### ÉNONCÉ A
Repérez dans les entrées chaque ligne contenant le mot « grass », puis recopiez-la en respectant la casse.

### EXTRAIT CHOISI
····················

14 février 2014

Il y a 100 ans : À propos de fossiles nouvellement exposés au Muséum d’histoire naturelle (3)

(Suite et fin.)
Celui-ci raconte qu’allant aux îles de la Sonde il atterrit avec quelques autres marins à une île déserte où se trouvait un œuf de Rokh dont la coquille entr’ouverte laissait passer la tête du jeune oiseau. « Mes compagnons, ajoute-t-il, après avoir, malgré mes avertissements, brisé l’œuf à coups de hache, mangèrent le poussin. Sur ces entrefaites parurent au loin comme deux grands nuages blancs ; le capitaine reconnut de suite que c’étaient des Rokhs et, faisant embarquer précipitamment tout son monde, il mit à la voile. Les cris de ces monstres retentissaient dans les airs comme autant de coups de tonnerre.
« Dès qu’ils eurent vu l’œuf cassé et leur petit mort, ils prirent chacun dans leurs serres un rocher gros comme une montagne, et, se dirigeant en toute hâte de notre côté, ils planèrent quelques instants au-dessus de nos têtes, puis laissèrent tomber ces rochers ; l’un entr’ouvrit, tout à côté de nous, la mer dont nous aperçûmes le fond, et l’autre brisa en mille pièces notre pauvre navire dont l’équipage périt au milieu des flots. »

····················

Entrées extraites:
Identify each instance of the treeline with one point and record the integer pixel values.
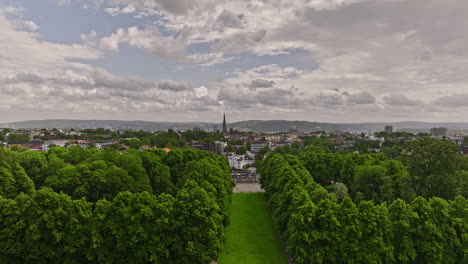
(426, 167)
(317, 228)
(100, 206)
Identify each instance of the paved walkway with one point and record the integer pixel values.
(248, 188)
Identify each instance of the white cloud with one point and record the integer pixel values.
(150, 39)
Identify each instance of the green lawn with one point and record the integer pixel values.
(251, 237)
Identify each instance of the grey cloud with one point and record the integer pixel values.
(206, 100)
(174, 86)
(229, 19)
(329, 100)
(361, 98)
(261, 83)
(453, 101)
(400, 99)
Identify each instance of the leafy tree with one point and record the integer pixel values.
(433, 166)
(198, 225)
(12, 137)
(368, 180)
(401, 217)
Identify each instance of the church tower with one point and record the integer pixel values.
(225, 132)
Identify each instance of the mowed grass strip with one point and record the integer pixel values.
(251, 237)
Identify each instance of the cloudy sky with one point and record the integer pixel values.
(186, 60)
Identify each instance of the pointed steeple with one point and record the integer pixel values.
(224, 124)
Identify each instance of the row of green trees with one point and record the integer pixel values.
(91, 206)
(317, 228)
(426, 167)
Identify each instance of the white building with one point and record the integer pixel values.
(239, 161)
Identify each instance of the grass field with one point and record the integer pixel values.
(251, 237)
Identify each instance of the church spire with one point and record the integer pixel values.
(224, 124)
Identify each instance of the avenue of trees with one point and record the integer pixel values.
(100, 206)
(349, 208)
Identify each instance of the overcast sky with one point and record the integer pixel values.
(187, 60)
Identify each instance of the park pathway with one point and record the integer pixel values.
(251, 237)
(247, 188)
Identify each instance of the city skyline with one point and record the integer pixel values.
(337, 61)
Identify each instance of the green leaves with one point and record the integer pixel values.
(145, 207)
(320, 230)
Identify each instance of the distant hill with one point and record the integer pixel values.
(250, 125)
(304, 126)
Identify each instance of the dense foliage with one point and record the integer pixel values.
(317, 228)
(90, 206)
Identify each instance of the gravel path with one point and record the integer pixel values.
(247, 188)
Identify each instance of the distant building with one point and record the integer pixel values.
(239, 161)
(389, 129)
(438, 131)
(464, 149)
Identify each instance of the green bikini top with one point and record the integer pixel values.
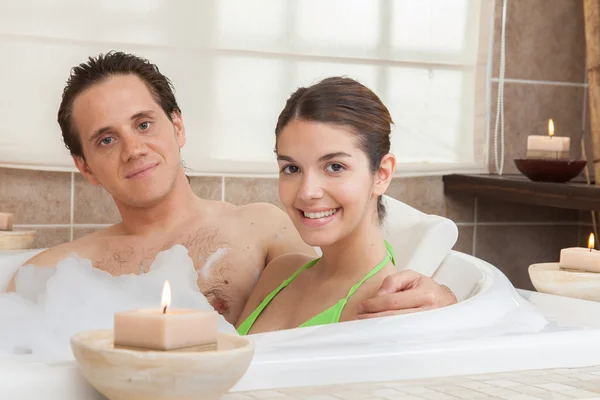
(329, 316)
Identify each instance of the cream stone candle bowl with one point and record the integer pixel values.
(549, 278)
(121, 374)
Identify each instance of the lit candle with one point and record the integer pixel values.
(166, 329)
(581, 259)
(549, 146)
(6, 220)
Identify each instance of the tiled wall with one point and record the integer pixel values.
(545, 73)
(545, 78)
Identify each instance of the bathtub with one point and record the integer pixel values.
(494, 329)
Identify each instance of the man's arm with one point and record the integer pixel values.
(47, 258)
(280, 234)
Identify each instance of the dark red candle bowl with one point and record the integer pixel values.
(549, 170)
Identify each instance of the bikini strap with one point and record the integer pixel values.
(389, 257)
(245, 326)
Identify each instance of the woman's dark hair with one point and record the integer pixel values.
(348, 103)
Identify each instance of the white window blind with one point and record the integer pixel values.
(235, 62)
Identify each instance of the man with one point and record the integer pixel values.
(121, 123)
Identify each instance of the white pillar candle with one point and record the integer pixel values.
(165, 329)
(6, 220)
(581, 259)
(548, 142)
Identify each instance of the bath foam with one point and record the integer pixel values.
(52, 304)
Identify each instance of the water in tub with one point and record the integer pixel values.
(52, 304)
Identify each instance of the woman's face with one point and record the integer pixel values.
(324, 181)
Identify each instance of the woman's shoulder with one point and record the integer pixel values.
(285, 265)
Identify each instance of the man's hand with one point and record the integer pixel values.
(406, 292)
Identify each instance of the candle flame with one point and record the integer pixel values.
(166, 297)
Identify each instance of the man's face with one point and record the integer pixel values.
(131, 147)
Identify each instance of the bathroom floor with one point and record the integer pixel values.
(550, 384)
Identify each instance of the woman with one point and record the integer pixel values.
(332, 145)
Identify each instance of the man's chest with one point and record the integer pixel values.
(228, 266)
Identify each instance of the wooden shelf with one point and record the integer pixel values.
(519, 189)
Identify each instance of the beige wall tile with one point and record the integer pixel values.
(78, 232)
(426, 194)
(527, 109)
(93, 204)
(240, 191)
(544, 40)
(489, 210)
(513, 248)
(207, 187)
(48, 237)
(464, 244)
(35, 197)
(460, 208)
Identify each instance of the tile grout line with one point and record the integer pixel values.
(534, 82)
(72, 208)
(475, 210)
(488, 84)
(223, 188)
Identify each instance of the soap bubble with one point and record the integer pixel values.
(52, 304)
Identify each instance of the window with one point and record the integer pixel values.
(235, 62)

····················

### ÉNONCÉ B
Reprenez le récit de l'œuf de Rokh et poursuivez-le à partir de sa dernière phrase.

### RÉPONSE RÉDIGÉE A
Identify each instance of the mowed grass strip with one point and record the integer pixel values.
Identify each instance of the grass field with one point and record the integer pixel values.

### RÉPONSE RÉDIGÉE B
En réalité, le Rokh – et Ibn Batouta nous confirme dans cette opinion – cet oiseau spécial aux mers de Chine et à la partie méridionale de l’Océan Indien, qui n’apparaissait qu’à certaines saisons de l’année, qui obscurcissait le ciel et faisait sombrer les navires, est la personnification poétique des trombes, des cyclones et des typhons, en un mot de tous ces terribles météores que l’imagination féconde des marins orientaux a ainsi dénaturés.
Grâce au squelette du Muséum, il ne reste plus rien aujourd’hui de ces hypothèses ni de ces légendes, car, comme il est facile de s’en rendre compte, l’Æpyornis de Madagascar était incapable de voler et se mouvait à terre lourdement ; ses ailes étaient extrêmement, ridiculement petites et, comme le montrent ses phalanges, il n’avait pas de serres ; ses pattes étaient dépourvues de pouce et n’avaient que trois doigts comme celles des casoars et des nandous.
Pour terminer, rappelons que c’est un œuf d’Æpyornis, rapporté à la suite d’un périple par des navigateurs carthaginois, qui était suspendu à la voûte du temple de Tanit, temple dont Flaubert donne, dans Salammbô, une si belle description.
G. G.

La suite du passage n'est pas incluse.